_Problem description_
Exactly as written, copy the lines of the data below from the first through the one containing "the wine glass in this photo.".

Source records
┄┄┄┄┄┄┄┄┄┄

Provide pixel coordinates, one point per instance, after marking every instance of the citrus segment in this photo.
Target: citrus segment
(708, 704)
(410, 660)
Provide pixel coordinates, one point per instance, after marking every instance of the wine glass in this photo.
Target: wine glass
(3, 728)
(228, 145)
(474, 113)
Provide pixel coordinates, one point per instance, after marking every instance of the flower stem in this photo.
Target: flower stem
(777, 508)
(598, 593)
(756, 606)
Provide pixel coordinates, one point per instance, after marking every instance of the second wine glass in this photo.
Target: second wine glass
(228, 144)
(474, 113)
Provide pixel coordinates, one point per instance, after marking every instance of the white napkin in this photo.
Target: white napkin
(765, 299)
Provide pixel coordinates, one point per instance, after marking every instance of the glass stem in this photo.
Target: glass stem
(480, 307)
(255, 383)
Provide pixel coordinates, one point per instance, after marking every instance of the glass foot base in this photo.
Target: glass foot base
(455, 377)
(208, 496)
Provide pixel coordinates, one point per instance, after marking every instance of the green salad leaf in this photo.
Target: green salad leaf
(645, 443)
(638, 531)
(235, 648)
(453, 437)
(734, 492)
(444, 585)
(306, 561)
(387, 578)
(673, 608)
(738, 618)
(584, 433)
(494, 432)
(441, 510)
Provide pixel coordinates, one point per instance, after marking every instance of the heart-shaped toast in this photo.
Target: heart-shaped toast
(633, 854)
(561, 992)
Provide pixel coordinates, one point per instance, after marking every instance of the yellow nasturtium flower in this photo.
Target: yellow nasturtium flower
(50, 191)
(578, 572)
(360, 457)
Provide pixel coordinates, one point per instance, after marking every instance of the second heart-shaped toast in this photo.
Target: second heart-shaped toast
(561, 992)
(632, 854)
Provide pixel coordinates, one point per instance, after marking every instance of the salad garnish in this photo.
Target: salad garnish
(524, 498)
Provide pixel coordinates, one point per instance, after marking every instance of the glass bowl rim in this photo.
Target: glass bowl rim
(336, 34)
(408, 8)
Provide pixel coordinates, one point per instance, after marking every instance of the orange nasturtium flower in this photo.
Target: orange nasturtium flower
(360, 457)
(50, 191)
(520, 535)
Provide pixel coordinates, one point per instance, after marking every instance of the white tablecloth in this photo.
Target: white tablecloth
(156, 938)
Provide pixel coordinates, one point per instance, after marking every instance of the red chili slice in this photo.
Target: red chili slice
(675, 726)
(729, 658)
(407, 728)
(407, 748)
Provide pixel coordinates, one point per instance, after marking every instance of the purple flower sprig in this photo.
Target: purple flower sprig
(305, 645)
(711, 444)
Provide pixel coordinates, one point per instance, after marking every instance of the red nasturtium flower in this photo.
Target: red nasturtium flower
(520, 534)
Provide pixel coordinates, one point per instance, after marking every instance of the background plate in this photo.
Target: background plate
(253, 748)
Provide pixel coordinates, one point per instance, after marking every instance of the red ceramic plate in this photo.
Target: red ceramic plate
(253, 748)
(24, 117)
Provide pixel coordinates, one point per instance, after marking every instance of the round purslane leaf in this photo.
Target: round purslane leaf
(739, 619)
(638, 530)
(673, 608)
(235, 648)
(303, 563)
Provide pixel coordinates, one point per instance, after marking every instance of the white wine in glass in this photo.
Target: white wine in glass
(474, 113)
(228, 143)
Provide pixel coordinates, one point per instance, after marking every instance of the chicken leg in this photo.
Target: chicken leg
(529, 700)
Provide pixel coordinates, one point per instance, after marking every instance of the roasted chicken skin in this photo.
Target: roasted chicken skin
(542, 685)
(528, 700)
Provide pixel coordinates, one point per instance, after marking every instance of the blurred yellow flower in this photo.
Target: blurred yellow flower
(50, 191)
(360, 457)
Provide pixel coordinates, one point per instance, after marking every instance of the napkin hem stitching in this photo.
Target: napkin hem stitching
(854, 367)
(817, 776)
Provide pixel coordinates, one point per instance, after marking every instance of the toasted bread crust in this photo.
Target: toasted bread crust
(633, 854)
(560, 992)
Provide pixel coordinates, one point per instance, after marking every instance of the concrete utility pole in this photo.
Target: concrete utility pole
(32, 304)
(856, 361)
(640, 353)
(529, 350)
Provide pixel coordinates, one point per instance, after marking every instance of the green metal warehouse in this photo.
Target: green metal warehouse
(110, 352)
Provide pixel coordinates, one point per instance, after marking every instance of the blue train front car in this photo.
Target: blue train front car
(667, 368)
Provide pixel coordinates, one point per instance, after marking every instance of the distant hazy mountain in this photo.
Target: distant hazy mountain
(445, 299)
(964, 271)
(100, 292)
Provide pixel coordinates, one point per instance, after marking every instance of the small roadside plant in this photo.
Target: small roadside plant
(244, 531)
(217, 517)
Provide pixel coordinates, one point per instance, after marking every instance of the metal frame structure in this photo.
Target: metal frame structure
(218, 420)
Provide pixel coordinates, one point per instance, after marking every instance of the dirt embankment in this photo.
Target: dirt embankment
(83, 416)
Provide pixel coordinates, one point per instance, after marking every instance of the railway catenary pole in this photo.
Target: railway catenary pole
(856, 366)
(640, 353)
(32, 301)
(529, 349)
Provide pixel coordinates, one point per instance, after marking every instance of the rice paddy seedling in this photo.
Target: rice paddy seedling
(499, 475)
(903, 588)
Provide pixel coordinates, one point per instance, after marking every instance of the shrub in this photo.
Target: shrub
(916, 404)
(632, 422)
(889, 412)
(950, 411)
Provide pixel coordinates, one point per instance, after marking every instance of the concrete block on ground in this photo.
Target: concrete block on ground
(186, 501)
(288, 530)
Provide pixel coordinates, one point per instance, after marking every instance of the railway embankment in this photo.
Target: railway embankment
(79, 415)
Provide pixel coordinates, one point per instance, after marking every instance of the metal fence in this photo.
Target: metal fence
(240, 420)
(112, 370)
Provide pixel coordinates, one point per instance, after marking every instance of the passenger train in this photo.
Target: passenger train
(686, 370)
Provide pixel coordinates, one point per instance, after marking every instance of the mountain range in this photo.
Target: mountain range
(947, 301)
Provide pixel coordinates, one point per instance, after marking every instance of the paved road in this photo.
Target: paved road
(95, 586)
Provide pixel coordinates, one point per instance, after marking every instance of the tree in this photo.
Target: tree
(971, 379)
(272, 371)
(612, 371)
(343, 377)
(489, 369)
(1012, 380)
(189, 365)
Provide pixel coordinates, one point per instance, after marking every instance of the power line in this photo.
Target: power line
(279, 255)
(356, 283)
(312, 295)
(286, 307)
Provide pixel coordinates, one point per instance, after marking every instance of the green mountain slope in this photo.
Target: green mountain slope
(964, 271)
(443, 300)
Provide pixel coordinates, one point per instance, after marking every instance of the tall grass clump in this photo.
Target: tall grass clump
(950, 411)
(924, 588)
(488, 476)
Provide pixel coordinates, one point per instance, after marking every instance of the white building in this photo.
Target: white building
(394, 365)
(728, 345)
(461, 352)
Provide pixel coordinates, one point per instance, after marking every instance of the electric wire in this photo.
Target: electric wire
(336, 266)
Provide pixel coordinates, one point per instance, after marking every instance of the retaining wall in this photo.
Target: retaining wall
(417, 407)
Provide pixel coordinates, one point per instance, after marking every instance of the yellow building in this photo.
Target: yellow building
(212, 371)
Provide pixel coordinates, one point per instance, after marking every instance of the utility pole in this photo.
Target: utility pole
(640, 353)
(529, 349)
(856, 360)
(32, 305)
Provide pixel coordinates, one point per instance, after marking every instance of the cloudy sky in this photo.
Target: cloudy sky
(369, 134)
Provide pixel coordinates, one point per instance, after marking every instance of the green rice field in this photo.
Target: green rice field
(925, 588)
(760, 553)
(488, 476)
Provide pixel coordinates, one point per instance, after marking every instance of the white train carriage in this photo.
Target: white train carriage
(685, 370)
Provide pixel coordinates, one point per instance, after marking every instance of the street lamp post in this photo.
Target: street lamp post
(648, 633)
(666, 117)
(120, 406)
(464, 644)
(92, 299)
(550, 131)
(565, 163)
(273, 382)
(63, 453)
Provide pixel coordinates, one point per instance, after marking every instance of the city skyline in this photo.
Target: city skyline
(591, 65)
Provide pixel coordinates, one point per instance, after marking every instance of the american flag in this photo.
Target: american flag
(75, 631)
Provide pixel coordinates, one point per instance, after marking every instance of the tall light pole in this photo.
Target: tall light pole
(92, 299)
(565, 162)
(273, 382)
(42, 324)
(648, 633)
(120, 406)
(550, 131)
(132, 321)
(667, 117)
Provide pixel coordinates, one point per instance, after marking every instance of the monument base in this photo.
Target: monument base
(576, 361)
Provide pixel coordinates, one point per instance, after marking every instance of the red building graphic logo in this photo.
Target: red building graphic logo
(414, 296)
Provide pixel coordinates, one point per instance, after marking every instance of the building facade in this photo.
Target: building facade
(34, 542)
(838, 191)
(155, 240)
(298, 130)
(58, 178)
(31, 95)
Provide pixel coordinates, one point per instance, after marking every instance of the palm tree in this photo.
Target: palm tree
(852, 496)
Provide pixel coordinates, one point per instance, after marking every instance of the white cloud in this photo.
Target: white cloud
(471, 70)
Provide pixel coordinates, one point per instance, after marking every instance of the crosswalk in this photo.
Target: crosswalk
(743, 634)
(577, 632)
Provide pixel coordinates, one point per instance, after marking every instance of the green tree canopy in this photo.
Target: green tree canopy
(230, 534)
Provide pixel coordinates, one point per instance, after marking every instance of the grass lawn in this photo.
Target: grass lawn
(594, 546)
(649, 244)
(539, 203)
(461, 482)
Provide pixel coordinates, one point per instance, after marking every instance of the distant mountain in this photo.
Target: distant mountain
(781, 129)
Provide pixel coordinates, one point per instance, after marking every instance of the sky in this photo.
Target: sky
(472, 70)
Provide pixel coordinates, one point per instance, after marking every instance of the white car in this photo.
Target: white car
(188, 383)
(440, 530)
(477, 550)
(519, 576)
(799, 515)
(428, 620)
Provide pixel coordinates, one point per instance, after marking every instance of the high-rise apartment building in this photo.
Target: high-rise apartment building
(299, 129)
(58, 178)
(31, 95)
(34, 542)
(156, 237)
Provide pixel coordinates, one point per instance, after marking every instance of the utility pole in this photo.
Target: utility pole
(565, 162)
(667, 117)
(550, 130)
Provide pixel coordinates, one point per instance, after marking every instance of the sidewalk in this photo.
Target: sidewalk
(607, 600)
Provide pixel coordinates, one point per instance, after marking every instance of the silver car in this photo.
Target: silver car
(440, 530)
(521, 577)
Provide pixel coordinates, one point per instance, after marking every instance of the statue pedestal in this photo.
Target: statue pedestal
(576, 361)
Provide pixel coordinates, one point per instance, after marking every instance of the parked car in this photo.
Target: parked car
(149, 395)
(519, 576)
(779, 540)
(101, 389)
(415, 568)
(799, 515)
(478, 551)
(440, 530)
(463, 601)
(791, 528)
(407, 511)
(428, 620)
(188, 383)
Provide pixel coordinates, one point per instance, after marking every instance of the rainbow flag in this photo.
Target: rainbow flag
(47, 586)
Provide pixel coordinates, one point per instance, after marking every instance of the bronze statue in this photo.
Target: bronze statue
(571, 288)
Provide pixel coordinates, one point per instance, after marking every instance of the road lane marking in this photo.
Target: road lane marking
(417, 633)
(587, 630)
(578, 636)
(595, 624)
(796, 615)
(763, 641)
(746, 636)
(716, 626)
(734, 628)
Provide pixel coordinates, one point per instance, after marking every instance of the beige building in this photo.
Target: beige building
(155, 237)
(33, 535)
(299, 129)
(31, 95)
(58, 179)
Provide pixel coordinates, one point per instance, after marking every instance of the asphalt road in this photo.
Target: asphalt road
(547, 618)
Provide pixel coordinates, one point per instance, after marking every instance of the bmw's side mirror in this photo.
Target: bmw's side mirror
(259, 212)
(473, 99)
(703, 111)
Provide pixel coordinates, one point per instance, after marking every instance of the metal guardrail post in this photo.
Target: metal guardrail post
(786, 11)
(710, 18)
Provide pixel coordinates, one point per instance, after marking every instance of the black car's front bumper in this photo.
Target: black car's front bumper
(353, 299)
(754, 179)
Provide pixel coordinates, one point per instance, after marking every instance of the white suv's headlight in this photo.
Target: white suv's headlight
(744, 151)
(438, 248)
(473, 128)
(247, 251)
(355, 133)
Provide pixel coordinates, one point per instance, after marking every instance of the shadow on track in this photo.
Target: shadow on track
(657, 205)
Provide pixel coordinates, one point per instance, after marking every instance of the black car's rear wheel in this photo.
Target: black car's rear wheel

┄┄┄┄┄┄┄┄┄┄

_Exercise result_
Provide pixel coordinates, one point per instance, after marking every instance of the citrus segment in this photo.
Target: citrus segment
(708, 704)
(410, 660)
Provide pixel coordinates, one point per instance, after marking every instance of the wine glass in this photo.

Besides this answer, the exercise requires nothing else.